> **Task instructions**: Convert the part of the records below that opens with the line containing "Where can you see the metal" and closes with the line containing "<point>202,29</point>" into a Markdown table with the columns Row and Line. Give one numbered row per line and leave out blank lines.

> **Object position labeling records**:
........
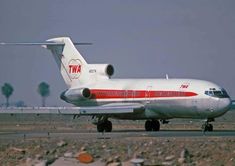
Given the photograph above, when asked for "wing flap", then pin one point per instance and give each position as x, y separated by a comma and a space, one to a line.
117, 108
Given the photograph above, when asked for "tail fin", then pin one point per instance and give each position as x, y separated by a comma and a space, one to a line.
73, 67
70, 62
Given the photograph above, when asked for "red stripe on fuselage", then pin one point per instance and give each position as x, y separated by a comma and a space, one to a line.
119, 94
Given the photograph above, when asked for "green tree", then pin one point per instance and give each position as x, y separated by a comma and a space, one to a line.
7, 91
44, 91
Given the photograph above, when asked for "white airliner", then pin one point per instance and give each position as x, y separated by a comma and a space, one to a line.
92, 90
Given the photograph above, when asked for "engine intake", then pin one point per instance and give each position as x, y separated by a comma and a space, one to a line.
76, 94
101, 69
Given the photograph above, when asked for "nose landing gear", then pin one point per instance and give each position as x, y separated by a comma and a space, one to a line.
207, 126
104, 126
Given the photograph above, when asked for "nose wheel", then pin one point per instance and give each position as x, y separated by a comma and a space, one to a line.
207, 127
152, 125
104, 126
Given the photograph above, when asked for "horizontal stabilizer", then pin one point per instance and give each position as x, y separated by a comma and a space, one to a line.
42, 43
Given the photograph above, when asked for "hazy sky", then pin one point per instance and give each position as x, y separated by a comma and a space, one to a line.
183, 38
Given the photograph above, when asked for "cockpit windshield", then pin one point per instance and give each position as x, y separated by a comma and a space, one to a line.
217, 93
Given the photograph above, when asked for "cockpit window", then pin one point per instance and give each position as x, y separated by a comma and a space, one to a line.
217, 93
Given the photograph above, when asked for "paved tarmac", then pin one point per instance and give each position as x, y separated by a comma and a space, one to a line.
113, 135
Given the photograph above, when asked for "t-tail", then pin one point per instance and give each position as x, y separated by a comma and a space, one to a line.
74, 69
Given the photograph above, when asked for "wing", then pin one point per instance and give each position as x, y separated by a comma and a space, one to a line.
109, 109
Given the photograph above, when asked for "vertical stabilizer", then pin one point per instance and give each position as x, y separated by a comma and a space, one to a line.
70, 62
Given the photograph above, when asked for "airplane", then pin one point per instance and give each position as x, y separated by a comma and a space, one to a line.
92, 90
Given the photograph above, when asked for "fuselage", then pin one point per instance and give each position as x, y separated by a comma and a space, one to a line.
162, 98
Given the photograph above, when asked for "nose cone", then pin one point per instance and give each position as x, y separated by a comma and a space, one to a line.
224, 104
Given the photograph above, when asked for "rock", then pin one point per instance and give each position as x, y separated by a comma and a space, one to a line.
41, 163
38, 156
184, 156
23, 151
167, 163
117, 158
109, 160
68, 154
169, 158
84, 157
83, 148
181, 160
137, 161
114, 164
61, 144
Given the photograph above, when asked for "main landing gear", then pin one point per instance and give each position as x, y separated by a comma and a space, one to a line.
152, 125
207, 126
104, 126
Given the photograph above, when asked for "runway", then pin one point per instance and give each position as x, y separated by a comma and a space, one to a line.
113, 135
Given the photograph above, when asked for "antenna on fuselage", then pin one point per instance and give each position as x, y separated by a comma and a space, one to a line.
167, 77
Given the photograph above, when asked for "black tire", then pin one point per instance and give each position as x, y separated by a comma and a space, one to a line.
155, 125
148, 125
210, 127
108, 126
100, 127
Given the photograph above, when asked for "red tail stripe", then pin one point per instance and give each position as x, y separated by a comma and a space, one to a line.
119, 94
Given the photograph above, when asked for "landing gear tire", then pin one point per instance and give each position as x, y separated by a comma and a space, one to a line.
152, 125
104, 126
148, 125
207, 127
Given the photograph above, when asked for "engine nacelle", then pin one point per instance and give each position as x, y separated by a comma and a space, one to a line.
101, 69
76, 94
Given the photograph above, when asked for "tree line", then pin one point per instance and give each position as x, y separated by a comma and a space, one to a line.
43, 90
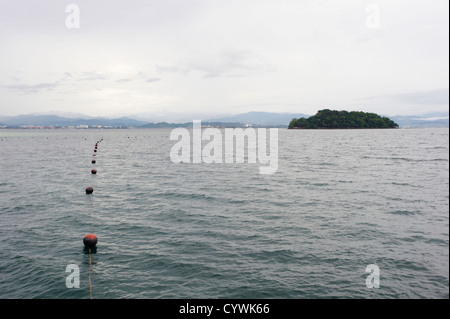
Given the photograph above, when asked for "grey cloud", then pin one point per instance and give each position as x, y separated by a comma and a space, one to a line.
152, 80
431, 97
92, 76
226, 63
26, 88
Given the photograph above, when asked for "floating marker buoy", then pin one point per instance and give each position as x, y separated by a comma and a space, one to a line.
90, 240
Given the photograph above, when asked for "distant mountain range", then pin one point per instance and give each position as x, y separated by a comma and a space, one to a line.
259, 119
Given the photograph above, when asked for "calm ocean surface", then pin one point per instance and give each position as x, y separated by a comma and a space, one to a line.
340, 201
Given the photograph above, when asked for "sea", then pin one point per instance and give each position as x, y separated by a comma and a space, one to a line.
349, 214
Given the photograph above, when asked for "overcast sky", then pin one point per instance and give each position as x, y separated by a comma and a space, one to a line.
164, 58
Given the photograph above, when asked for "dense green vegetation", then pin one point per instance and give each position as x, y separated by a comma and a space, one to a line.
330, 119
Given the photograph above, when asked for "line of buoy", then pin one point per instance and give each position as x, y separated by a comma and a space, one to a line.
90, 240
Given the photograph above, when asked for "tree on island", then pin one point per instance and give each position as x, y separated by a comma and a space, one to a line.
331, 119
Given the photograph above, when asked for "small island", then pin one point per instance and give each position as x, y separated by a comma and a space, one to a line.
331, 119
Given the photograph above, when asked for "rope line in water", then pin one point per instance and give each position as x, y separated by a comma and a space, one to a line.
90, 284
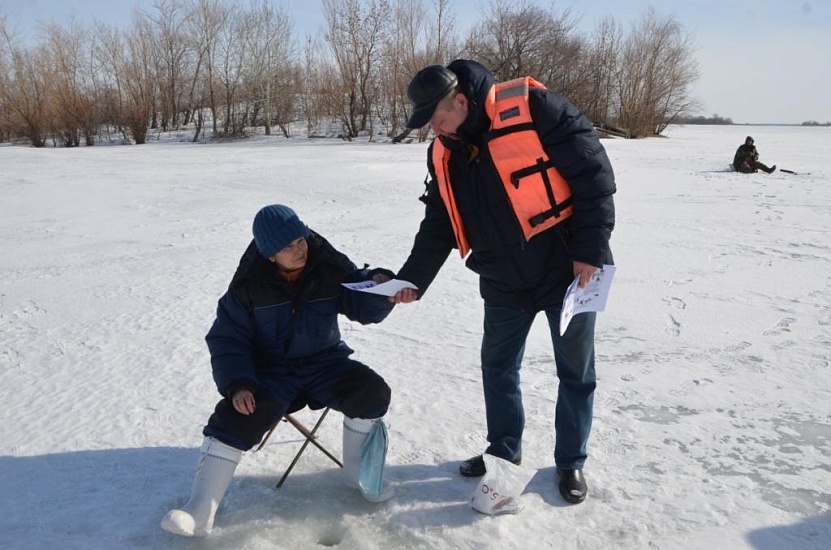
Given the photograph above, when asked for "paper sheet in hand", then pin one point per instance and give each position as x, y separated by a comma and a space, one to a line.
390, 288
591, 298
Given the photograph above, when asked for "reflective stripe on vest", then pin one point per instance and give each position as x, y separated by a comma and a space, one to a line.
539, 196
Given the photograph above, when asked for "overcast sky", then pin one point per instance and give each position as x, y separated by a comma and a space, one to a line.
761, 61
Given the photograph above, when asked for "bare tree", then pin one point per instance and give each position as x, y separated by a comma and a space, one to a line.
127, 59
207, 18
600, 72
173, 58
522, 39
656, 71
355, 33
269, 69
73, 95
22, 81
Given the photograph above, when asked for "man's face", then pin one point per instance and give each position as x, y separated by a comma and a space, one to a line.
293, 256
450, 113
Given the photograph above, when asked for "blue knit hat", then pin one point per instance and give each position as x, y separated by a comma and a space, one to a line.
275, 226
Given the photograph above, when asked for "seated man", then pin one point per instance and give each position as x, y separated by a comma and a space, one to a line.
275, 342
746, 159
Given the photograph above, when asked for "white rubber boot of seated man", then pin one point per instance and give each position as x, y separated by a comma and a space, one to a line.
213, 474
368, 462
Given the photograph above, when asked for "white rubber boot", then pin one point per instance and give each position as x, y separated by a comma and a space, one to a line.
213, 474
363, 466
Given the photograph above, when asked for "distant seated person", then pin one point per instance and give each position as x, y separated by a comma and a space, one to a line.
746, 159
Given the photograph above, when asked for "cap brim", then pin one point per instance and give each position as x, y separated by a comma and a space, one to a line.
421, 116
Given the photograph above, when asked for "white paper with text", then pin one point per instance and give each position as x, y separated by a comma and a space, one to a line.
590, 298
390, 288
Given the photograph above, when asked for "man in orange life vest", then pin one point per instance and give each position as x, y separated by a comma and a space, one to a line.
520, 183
........
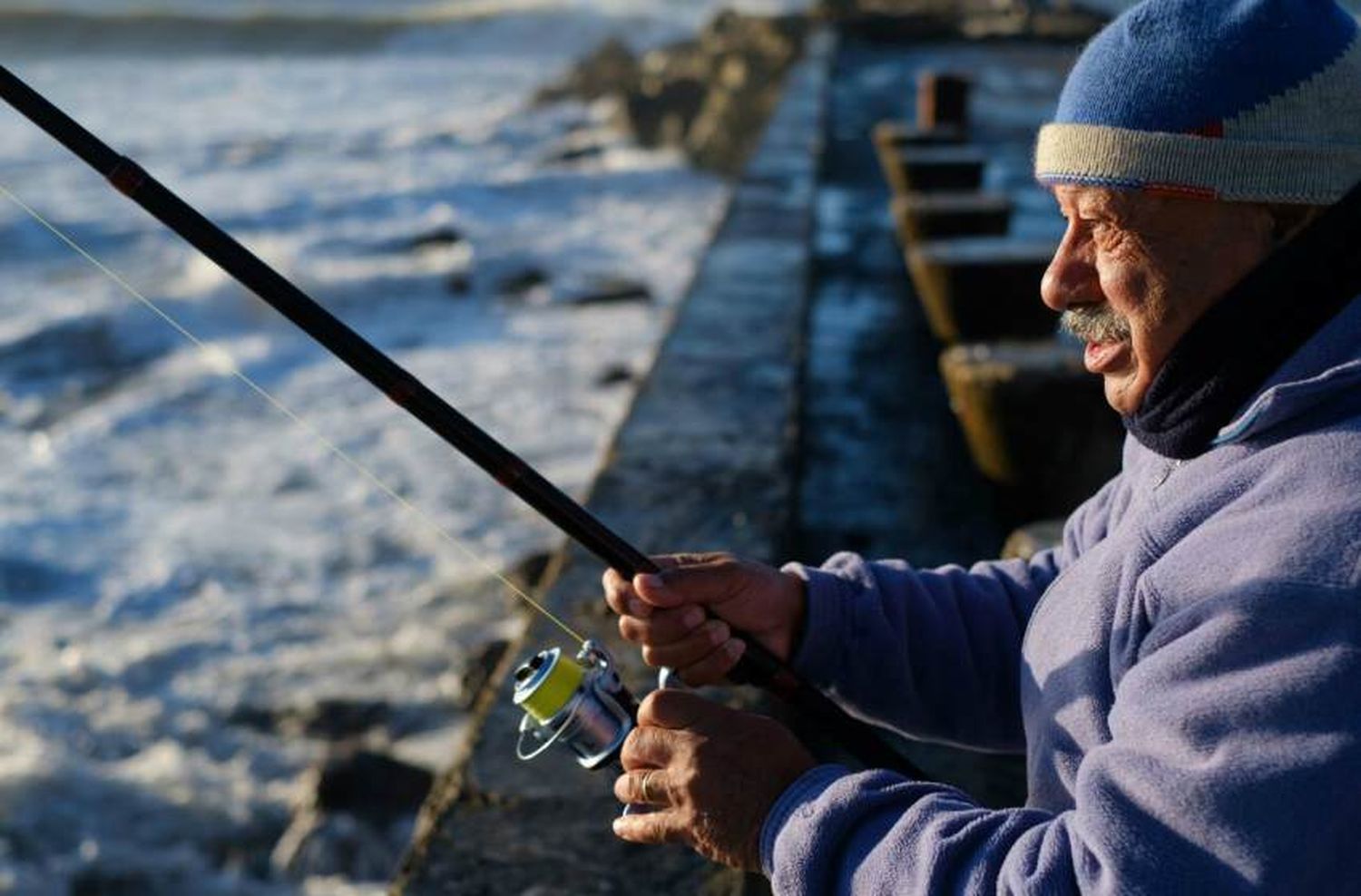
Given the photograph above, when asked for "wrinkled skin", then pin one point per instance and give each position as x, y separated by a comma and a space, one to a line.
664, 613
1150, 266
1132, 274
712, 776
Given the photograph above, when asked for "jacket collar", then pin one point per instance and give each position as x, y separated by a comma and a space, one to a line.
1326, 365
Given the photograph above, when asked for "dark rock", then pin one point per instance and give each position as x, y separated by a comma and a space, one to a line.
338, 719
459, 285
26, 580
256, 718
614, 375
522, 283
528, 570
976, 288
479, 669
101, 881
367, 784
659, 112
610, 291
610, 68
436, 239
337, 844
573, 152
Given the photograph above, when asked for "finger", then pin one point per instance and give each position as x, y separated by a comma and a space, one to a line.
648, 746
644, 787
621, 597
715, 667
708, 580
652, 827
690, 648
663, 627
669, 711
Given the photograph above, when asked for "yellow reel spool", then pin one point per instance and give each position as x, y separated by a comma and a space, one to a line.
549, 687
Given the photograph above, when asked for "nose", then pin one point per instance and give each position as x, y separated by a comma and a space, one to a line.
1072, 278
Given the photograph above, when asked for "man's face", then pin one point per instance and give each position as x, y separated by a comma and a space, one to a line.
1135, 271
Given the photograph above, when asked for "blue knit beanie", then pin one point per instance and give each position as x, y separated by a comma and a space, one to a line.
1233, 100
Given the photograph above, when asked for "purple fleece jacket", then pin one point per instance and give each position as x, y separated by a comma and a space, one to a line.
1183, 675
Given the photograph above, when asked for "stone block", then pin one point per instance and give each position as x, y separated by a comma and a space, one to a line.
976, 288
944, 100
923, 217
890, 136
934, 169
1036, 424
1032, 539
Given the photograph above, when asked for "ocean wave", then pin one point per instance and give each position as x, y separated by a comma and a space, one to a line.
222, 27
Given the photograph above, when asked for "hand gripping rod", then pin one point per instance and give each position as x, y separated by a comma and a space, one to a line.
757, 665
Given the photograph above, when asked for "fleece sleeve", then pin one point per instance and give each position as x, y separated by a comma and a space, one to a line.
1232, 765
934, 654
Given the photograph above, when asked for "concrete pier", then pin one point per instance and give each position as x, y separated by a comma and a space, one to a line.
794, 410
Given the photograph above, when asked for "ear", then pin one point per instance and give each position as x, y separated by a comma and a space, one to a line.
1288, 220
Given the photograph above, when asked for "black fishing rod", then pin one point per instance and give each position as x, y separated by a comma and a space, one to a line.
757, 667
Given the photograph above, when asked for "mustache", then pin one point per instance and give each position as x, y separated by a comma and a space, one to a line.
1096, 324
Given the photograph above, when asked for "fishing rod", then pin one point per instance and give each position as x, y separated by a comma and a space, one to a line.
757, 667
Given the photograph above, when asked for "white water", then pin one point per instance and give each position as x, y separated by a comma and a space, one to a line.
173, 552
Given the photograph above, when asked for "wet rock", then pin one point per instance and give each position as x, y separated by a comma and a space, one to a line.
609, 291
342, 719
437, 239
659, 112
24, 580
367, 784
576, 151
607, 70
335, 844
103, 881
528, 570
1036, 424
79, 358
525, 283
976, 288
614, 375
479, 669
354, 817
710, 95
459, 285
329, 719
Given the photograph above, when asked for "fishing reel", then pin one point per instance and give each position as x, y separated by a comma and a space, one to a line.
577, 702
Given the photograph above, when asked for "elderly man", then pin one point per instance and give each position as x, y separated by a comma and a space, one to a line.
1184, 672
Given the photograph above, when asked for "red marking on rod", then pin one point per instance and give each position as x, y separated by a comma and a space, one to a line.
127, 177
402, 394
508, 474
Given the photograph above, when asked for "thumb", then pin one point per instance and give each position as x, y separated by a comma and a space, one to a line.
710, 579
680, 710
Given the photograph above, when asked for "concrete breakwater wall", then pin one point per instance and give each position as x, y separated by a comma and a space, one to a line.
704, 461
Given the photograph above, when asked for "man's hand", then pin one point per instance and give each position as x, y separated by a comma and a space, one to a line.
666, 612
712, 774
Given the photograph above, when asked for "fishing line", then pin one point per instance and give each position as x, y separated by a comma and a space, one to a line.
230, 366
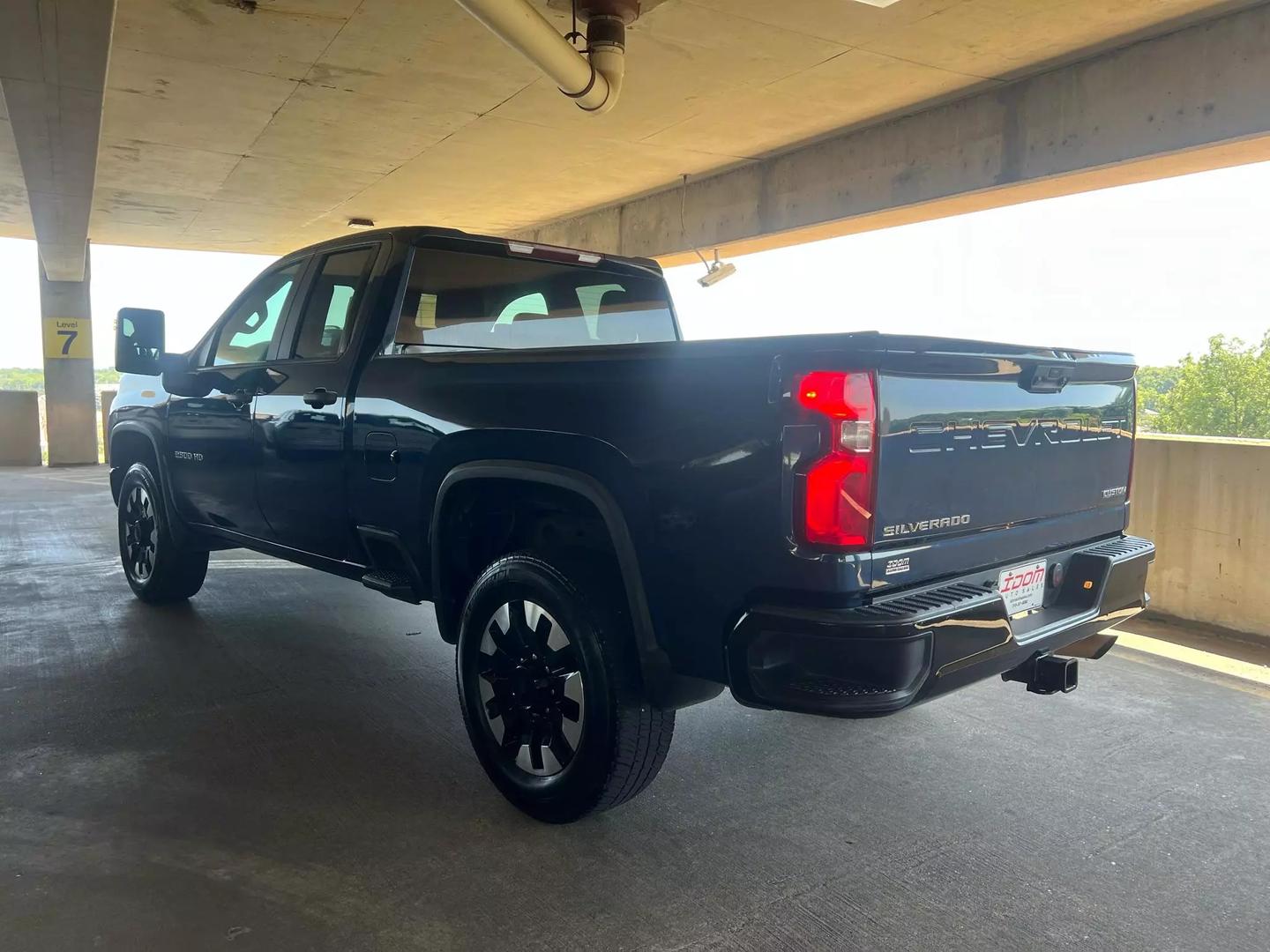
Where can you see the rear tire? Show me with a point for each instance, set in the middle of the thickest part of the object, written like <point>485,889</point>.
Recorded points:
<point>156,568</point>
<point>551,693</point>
........
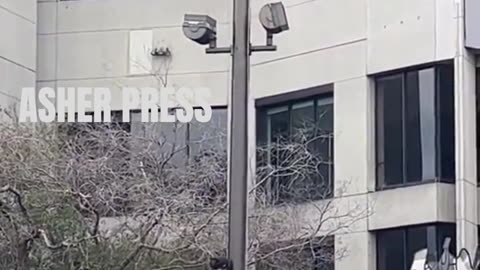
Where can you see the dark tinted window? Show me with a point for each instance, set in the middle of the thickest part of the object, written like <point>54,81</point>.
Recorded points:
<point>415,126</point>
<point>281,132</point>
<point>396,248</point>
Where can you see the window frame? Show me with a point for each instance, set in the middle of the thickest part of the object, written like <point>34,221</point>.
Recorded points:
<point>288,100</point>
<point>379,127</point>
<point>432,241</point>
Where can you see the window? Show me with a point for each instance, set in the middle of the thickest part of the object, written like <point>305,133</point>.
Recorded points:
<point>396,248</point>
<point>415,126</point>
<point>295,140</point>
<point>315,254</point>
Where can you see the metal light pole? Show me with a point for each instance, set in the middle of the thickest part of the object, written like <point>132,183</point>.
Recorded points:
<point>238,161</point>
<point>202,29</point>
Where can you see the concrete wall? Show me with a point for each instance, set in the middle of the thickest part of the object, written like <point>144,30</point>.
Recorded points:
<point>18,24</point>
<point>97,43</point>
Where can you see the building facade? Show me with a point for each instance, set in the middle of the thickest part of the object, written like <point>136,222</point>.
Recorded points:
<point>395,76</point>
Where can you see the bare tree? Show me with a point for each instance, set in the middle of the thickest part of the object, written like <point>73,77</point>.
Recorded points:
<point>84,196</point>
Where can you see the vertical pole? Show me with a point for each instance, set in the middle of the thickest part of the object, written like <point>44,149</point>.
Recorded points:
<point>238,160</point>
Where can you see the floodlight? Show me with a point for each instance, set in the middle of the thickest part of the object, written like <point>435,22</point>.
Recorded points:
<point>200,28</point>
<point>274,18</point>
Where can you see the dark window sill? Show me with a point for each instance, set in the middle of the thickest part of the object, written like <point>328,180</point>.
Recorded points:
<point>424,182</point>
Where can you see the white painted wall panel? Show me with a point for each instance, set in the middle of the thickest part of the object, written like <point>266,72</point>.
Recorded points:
........
> **Reply to the task**:
| Row | Line |
|---|---|
| 1 | Where can you see the metal light pole? Show me with a point for each instance, set in the middle of the thickest part of the object, written like <point>132,183</point>. |
| 2 | Recorded points: |
| 3 | <point>238,161</point> |
| 4 | <point>202,29</point> |